Records for processing:
○ ○ ○
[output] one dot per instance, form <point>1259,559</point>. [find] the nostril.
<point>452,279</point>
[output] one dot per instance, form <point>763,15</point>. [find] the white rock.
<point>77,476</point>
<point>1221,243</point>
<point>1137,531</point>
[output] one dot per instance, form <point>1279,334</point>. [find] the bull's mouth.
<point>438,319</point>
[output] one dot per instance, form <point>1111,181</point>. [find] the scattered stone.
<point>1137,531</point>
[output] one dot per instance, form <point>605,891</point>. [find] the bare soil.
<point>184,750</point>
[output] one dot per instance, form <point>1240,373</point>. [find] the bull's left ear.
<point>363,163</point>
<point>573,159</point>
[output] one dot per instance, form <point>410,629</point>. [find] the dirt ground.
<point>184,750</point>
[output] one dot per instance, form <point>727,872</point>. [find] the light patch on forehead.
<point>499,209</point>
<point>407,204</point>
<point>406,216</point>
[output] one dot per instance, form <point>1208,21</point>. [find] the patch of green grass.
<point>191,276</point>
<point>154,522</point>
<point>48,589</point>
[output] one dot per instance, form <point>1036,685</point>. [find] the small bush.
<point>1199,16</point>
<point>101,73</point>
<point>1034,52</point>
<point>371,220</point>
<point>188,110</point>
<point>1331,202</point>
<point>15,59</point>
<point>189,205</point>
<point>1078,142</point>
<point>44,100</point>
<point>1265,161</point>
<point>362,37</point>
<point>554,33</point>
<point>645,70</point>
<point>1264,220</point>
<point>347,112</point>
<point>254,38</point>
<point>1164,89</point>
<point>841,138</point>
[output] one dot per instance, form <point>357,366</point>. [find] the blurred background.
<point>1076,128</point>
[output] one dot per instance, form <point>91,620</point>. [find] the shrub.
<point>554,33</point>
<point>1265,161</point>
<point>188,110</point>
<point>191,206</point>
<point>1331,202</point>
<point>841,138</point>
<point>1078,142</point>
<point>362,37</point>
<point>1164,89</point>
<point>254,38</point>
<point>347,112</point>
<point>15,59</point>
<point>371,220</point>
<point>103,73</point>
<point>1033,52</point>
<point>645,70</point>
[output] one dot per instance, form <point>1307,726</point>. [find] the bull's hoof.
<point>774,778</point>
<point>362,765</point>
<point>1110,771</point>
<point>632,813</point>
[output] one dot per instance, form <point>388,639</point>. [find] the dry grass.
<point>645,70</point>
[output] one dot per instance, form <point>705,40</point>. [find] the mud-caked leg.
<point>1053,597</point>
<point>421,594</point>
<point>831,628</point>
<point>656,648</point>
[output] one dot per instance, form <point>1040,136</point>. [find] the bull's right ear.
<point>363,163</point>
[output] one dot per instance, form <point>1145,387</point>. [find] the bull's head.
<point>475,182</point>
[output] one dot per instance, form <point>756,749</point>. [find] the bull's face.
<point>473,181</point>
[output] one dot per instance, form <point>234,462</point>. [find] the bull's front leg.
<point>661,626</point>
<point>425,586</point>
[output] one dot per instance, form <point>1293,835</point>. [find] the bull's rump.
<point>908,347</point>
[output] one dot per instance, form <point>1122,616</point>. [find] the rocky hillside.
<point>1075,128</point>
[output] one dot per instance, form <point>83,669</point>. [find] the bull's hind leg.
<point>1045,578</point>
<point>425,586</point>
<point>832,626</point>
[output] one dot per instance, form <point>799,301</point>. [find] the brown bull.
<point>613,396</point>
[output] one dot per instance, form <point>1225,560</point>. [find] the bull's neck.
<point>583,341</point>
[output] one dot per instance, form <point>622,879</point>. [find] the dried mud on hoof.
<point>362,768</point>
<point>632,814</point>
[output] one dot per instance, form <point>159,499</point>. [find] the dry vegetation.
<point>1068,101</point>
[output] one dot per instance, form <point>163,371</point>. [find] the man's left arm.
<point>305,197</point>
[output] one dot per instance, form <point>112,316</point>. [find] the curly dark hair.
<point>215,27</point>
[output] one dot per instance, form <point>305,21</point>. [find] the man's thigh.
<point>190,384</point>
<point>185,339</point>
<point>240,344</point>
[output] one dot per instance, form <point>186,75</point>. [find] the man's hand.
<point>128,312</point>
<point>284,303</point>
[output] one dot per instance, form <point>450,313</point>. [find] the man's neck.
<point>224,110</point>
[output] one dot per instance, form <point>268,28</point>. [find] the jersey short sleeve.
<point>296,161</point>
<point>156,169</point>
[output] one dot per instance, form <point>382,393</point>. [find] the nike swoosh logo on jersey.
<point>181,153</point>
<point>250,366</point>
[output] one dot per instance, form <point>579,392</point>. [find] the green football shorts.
○ ○ ○
Task objective:
Your answer should be the full set of records above, restated exactly.

Reply to the task:
[output] one dot per instance, form <point>1259,559</point>. [find] the nostril.
<point>452,279</point>
[output] one dot per instance, form <point>763,15</point>. [find] the white rock.
<point>77,476</point>
<point>1221,243</point>
<point>1137,531</point>
[output] one dot per instance, form <point>1279,334</point>. [find] the bull's mouth.
<point>438,319</point>
[output] one dot per instance, form <point>1111,181</point>. [find] the scattered stone.
<point>1137,531</point>
[output] one dot per instance, form <point>605,891</point>. [find] the bare soil.
<point>184,750</point>
[output] one dot per instance, form <point>1240,373</point>. [find] the bull's left ear.
<point>363,163</point>
<point>573,159</point>
[output] one dot per instance, form <point>410,629</point>. [find] the dirt ground.
<point>184,750</point>
[output] one dot per instance, form <point>727,872</point>. [find] the light patch on forehead.
<point>499,209</point>
<point>407,204</point>
<point>406,216</point>
[output] one dot per instance, form <point>1208,21</point>. [find] the patch of green grass.
<point>191,276</point>
<point>154,522</point>
<point>48,589</point>
[output] one dot per instance, form <point>1036,685</point>. [find] the small bush.
<point>1199,16</point>
<point>101,73</point>
<point>1034,52</point>
<point>371,220</point>
<point>188,110</point>
<point>1331,202</point>
<point>15,59</point>
<point>189,205</point>
<point>1078,142</point>
<point>44,100</point>
<point>1265,161</point>
<point>362,37</point>
<point>554,33</point>
<point>645,70</point>
<point>1264,220</point>
<point>347,112</point>
<point>254,38</point>
<point>1164,89</point>
<point>841,138</point>
[output] one dot per instance, form <point>357,366</point>. [find] the blurred background.
<point>1076,128</point>
[output] one dot per instance, form <point>91,620</point>. [find] the shrub.
<point>554,33</point>
<point>1265,161</point>
<point>188,110</point>
<point>191,206</point>
<point>1331,202</point>
<point>841,138</point>
<point>1078,142</point>
<point>362,37</point>
<point>1164,89</point>
<point>254,38</point>
<point>347,112</point>
<point>15,59</point>
<point>371,220</point>
<point>103,73</point>
<point>1033,52</point>
<point>645,70</point>
[output] one dot per instance, form <point>1307,726</point>. [find] the bull's hoof.
<point>774,778</point>
<point>362,765</point>
<point>1110,771</point>
<point>632,813</point>
[output] one dot per instance, form <point>388,639</point>. [find] the dry grass.
<point>645,70</point>
[output] one dot per instance, form <point>705,40</point>. [find] the mud-caked leg.
<point>1053,597</point>
<point>421,594</point>
<point>831,628</point>
<point>656,648</point>
[output] one dot per instance, form <point>1040,136</point>. [find] the bull's right ear.
<point>363,163</point>
[output] one dot per instance, form <point>1145,387</point>. [find] the bull's head.
<point>475,182</point>
[output] one dot per instance, form <point>756,749</point>. [find] the bull's face.
<point>473,181</point>
[output] one dot per instance, form <point>234,462</point>. [find] the bull's front leg.
<point>661,626</point>
<point>425,586</point>
[output] one dot per instance, form <point>1293,835</point>. [find] the bull's rump.
<point>908,347</point>
[output] one dot per instance, form <point>1122,616</point>. [find] the rocky hillside.
<point>1075,128</point>
[output] one dot per instance, form <point>83,669</point>. [find] the bull's hind leg.
<point>1045,578</point>
<point>425,586</point>
<point>832,626</point>
[output] one dot per instance, form <point>799,301</point>. [find] the brown bull.
<point>613,396</point>
[output] one dot per instance, form <point>1225,560</point>. [find] the bull's neck.
<point>583,341</point>
[output] one dot per instance, form <point>622,879</point>. [find] the dried mud on hoof.
<point>362,768</point>
<point>632,814</point>
[output] one dot per instance, form <point>159,499</point>. [find] the dry vegetation.
<point>1068,101</point>
[output] one dot per instance, form <point>163,371</point>. [find] the man's left arm.
<point>305,197</point>
[output] one dot per instance, form <point>112,316</point>. [find] the curly dark hair.
<point>215,27</point>
[output] one dot per instance, form <point>305,21</point>. [find] the man's thigh.
<point>190,384</point>
<point>185,339</point>
<point>240,344</point>
[output] one dot per instance, form <point>186,75</point>. [find] the man's hand.
<point>128,312</point>
<point>284,303</point>
[output] one dot per instance, form <point>450,313</point>. [find] the man's neck.
<point>224,110</point>
[output] one dot per instance, form <point>268,28</point>. [find] the jersey short sleeve.
<point>296,161</point>
<point>156,169</point>
[output] one dot per instance, form <point>382,393</point>. [find] the nike swoosh logo on jersey.
<point>181,153</point>
<point>250,366</point>
[output] one dot per instance, form <point>579,392</point>. [find] the green football shorts.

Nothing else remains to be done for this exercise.